START PAGE TEXT

Quantifying Coronary Plaque on CCTA: Can a Fully Automated AI Model Have an Impact?

A deep learning model may offer the promise of fully automated quantification of coronary plaque based on assessment of coronary computed tomography angiography (CCTA) scans.

For the retrospective study, recently published in Radiology, researchers developed and validated the fully automated deep learning model PlaqueSegNet for quantifying plaque volume. The training set was comprised of 1,409 patients (mean age of 63) and an internal validation set consisted of 604 patients (mean age of 63), according to the study. The study authors noted that 61 percent of the total cohort had stable angina and 30 percent had unstable angina.

Overall, across four external datasets, the deep learning model achieved greater than 90 percent intraclass correlation coefficient (ICC) agreement on plaque volume (PV) assessment with expert readers and intravascular ultrasound (IVUS) evaluation.

END PAGE TEXT
START RECORD EXCERPTS

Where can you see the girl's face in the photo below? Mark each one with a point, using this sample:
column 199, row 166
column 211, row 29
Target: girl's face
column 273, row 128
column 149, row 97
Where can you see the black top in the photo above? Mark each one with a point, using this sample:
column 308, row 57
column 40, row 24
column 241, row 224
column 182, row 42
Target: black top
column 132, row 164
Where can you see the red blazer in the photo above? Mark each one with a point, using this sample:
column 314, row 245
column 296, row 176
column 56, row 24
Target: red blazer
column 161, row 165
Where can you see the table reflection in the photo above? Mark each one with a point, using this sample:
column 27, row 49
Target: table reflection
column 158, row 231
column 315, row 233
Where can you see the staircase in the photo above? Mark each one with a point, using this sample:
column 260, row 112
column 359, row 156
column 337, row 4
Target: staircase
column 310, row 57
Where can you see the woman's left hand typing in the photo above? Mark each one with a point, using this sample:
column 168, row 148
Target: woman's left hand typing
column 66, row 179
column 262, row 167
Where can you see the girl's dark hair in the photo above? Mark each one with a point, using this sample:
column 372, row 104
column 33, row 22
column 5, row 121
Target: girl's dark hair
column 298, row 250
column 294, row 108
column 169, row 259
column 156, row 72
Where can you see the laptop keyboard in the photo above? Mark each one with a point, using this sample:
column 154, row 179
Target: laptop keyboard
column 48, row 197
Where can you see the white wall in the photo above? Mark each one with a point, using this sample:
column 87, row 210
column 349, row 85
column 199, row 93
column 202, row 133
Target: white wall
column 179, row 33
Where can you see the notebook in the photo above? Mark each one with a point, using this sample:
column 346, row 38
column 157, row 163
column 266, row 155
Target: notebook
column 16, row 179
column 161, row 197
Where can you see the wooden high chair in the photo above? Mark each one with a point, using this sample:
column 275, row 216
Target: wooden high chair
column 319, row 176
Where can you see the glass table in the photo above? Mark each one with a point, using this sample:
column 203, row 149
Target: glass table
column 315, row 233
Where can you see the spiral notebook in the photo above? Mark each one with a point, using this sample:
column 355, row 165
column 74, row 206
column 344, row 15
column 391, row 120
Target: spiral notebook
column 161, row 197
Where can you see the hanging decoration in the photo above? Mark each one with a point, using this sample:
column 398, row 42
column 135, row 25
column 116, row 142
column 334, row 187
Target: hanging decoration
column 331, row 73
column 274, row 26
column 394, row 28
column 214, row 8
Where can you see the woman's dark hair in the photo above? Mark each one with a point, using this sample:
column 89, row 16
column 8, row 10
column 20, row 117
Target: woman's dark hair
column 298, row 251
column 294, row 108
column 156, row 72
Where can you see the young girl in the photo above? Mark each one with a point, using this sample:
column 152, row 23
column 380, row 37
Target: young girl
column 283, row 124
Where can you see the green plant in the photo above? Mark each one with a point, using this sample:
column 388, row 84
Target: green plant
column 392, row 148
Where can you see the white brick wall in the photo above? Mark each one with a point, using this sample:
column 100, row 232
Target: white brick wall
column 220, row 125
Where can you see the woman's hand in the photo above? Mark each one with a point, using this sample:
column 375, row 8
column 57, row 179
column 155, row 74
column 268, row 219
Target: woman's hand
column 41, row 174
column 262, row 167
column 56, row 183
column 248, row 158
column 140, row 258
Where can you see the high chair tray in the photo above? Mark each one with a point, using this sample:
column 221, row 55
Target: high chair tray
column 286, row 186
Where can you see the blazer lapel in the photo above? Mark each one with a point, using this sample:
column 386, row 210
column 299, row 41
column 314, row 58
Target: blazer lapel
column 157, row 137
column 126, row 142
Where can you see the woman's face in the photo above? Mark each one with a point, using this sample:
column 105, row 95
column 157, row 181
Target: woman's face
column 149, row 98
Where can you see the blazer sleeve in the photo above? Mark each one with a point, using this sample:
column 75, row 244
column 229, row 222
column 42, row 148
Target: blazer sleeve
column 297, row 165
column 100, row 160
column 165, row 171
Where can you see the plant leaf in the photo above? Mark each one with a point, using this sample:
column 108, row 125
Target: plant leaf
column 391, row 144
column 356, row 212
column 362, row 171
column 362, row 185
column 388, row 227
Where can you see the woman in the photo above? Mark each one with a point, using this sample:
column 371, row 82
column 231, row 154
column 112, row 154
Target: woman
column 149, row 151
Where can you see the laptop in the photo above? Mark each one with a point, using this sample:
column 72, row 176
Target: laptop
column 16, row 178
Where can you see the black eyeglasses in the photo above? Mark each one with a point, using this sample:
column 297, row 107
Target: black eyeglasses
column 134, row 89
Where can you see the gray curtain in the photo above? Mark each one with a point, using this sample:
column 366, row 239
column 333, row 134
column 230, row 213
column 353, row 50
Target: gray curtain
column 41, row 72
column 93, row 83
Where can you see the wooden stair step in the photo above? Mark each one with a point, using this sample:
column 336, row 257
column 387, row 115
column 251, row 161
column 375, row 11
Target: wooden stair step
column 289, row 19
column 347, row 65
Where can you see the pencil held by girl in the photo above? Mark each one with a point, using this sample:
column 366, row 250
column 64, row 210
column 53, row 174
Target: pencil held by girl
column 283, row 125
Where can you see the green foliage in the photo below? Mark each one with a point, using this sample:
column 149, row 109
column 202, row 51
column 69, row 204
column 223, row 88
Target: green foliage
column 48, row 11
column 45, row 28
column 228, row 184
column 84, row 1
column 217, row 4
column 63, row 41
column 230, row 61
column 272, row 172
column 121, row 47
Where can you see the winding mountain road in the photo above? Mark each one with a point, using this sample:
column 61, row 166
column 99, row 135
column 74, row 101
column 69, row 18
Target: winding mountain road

END RECORD EXCERPTS

● **WORK REQUIRED**
Can you output the full coronary plaque article, word for word, from its headline through its final sentence?

● **OUTPUT BELOW**
Quantifying Coronary Plaque on CCTA: Can a Fully Automated AI Model Have an Impact?

A deep learning model may offer the promise of fully automated quantification of coronary plaque based on assessment of coronary computed tomography angiography (CCTA) scans.

For the retrospective study, recently published in Radiology, researchers developed and validated the fully automated deep learning model PlaqueSegNet for quantifying plaque volume. The training set was comprised of 1,409 patients (mean age of 63) and an internal validation set consisted of 604 patients (mean age of 63), according to the study. The study authors noted that 61 percent of the total cohort had stable angina and 30 percent had unstable angina.

Overall, across four external datasets, the deep learning model achieved greater than 90 percent intraclass correlation coefficient (ICC) agreement on plaque volume (PV) assessment with expert readers and intravascular ultrasound (IVUS) evaluation.